(Data for analysis begins)
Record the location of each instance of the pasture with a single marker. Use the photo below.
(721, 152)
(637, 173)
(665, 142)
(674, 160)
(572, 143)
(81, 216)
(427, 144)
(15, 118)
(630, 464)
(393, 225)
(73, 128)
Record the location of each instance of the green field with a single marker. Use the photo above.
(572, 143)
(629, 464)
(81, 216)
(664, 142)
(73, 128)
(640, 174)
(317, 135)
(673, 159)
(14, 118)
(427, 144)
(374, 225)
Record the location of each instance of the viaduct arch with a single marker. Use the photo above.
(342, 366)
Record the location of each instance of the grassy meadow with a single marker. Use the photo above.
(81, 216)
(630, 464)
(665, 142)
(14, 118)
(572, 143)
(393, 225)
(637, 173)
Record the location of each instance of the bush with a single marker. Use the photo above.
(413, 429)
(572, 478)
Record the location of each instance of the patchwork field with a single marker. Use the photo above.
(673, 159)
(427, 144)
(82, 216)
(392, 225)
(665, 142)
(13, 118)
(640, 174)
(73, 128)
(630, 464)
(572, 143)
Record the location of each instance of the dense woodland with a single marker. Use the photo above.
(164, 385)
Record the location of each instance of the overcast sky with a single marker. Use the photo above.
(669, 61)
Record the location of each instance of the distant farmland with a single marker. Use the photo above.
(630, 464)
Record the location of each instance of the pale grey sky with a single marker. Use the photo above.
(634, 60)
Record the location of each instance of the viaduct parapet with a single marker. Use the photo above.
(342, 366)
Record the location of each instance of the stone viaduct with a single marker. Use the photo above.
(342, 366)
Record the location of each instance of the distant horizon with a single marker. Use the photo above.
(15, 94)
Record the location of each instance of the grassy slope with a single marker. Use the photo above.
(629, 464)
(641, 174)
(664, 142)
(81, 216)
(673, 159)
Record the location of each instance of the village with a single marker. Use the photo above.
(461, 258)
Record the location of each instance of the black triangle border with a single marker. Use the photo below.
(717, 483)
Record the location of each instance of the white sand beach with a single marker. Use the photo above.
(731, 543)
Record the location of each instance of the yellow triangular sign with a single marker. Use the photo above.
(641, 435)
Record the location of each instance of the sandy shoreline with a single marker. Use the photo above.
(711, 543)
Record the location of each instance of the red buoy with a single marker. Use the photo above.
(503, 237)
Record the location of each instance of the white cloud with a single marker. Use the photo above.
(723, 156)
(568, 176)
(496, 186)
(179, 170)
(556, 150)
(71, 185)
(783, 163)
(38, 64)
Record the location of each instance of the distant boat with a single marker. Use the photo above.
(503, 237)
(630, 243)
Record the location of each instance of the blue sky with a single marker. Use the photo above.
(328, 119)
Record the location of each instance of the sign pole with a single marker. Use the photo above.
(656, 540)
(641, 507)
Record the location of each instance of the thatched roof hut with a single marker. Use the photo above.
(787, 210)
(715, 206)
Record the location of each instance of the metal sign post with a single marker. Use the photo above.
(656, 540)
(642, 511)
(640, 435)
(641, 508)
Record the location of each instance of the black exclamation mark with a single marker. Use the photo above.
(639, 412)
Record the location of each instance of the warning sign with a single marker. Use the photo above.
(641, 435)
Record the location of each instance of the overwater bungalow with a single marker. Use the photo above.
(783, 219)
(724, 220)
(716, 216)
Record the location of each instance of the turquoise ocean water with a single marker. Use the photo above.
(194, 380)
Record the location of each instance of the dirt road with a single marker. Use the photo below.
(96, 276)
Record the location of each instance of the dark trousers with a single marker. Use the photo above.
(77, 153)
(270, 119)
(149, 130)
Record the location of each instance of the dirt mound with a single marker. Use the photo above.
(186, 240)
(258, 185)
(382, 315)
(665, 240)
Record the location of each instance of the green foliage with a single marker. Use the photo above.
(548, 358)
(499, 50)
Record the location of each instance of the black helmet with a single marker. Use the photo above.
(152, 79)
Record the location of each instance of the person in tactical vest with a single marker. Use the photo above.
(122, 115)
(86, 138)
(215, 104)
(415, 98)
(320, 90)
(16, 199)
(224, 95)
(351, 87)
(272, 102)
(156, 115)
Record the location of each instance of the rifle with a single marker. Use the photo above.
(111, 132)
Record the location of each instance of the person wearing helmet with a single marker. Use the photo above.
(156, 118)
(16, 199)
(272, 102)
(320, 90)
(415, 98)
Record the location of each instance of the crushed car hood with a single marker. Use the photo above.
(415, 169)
(Data for analysis ends)
■ **Your assignment**
Please return all of the entries exactly as they were given.

■ **Answer box**
Record the location of each instance of the pasture with a single marker. Use the photo below.
(721, 152)
(637, 173)
(665, 142)
(674, 160)
(572, 143)
(81, 216)
(427, 144)
(15, 118)
(630, 464)
(393, 225)
(73, 128)
Record the location of each instance of the green field with a single marker. Use the photo above.
(572, 143)
(629, 464)
(81, 216)
(664, 142)
(73, 128)
(640, 174)
(317, 135)
(673, 159)
(14, 118)
(427, 144)
(374, 225)
Record the location of each instance of the viaduct arch with a single marker. Use the photo above.
(342, 366)
Record the location of each instance of the grassy meadow with a single marker. Use the photo above.
(81, 216)
(630, 464)
(665, 142)
(14, 118)
(572, 143)
(393, 225)
(637, 173)
Record the location of each instance of the bush with a single marker. Use the photo above.
(413, 429)
(572, 478)
Record the location of each instance of the patchwork field with a single marker. Use the photo above.
(673, 159)
(427, 144)
(82, 216)
(392, 225)
(665, 142)
(13, 118)
(640, 174)
(73, 128)
(630, 464)
(572, 143)
Record the location of each instance of the dense woodland with a single marker. Use the photo above.
(164, 385)
Record the location of each instance of the overcast sky with a single marker. Use the photo above.
(669, 61)
Record the location of each instance of the distant farmland with a single marker. Use the photo above.
(630, 464)
Record the location of each instance of the pale grey sky with a single marker. Use the photo above.
(634, 60)
Record the location of each instance of the viaduct parapet with a single marker. Use the photo above.
(342, 366)
Record the location of each instance of the stone viaduct with a single marker. Use the photo above.
(342, 366)
Record the location of each instance of the distant horizon with a single marker. Use the photo above.
(15, 94)
Record the location of each instance of the grassy slope with a single marker. Use the photo above.
(629, 464)
(641, 174)
(664, 142)
(81, 216)
(673, 159)
Record the location of each instance of the village with a single marker. Use the photo above.
(461, 258)
Record the location of each instance of the black triangle border with a single marker. Use the photo below.
(717, 483)
Record the location of each instance of the white sand beach with a single marker. Use the photo above.
(731, 543)
Record the location of each instance of the yellow triangular sign with a single marker. Use the photo above.
(641, 435)
Record the location of each instance of the sandy shoreline with a single marker. Use the photo above.
(711, 543)
Record the location of each instance of the red buoy with a single marker. Use the photo above.
(503, 237)
Record the location of each instance of the white cloud with a single marker. Use the photo above.
(723, 156)
(568, 176)
(496, 186)
(179, 170)
(556, 150)
(71, 185)
(783, 163)
(38, 64)
Record the location of each instance of the distant boat with a single marker. Use the photo above.
(503, 237)
(630, 243)
Record the location of each instance of the blue sky with a single marker. Use the photo above.
(328, 119)
Record the location of each instance of the sign pole with a single marker. Use the photo above.
(656, 540)
(641, 507)
Record the location of each instance of the thatched roof hut with a single marker. Use the photo above.
(787, 210)
(715, 206)
Record the location of each instance of the metal sign post with a single marker. Use the photo above.
(656, 540)
(642, 511)
(640, 435)
(641, 508)
Record the location of each instance of the black exclamation mark with a single marker. Use the photo above.
(639, 412)
Record the location of each instance of the warning sign with a single marker. Use the photo above.
(641, 435)
Record the location of each instance of the overwater bungalow with a single marker. Use the photo above.
(783, 219)
(724, 220)
(716, 216)
Record the location of each instance of the turquoise ocean water with a single marker. Use the photo above.
(194, 380)
Record the location of each instance of the dirt road with a single marker. Use the photo below.
(96, 276)
Record the location of each instance of the dark trousers with a single marker. Use the photo above.
(77, 153)
(270, 119)
(149, 130)
Record the location of each instance of the dirt mound with a single marker. Use the photo above.
(186, 240)
(258, 185)
(382, 315)
(665, 240)
Record the location of each instance of the green foliage with a single marker. Use the photo above.
(548, 358)
(499, 50)
Record the location of each instance of the black helmet with a single marker. Use the photo above.
(152, 79)
Record the location of each instance of the person in tactical vest with a single marker. Use the photo above.
(122, 115)
(86, 138)
(215, 104)
(415, 98)
(320, 90)
(16, 199)
(224, 95)
(351, 87)
(272, 102)
(156, 115)
Record the location of each instance of the rifle with a single marker. Use the photo above.
(111, 132)
Record the location of each instance of the person wearing helmet with a single marker. Use the photo above.
(156, 118)
(16, 199)
(272, 102)
(320, 90)
(415, 98)
Record the location of each instance of the crushed car hood with a single marker. Use the photo above.
(415, 169)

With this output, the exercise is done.